_Assignment_: Copy each line of the entries beneath that contains the word "reference".

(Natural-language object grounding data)
BEGIN

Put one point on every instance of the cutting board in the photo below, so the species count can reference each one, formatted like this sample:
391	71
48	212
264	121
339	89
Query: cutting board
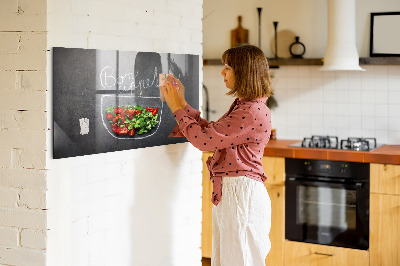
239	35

END
BEGIN

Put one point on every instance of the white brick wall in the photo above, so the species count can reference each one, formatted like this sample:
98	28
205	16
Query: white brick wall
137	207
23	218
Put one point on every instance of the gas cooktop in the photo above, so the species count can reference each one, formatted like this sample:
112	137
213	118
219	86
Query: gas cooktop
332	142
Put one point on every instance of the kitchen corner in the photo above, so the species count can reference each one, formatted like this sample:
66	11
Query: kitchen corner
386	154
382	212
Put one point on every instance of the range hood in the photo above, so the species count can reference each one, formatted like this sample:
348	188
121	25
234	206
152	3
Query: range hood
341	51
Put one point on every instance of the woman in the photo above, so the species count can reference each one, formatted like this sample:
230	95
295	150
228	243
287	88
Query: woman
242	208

END

_Response for this exercise_:
Put one point on every instance of the cutting board in the photo below, so the species count can reference each one, formatted like this sample:
Put one point on every instance of the white brick wall in the photo above, so the species count can reference each one, formatted like this sample:
Put one point on every instance of the gas cooktop in the photo above, so the species count can reference each one, formatted like this sample:
Put one point on every instance of the kitchen corner in the photo above, so the species count can reference each one, formatted like this sample:
Put one point on every instance of the range hood in the photo above, so the species count can reference each one, formatted like this sample:
Put one point on every instance of the woman in the photo above, so the species count can reference each one, formatted like this sample:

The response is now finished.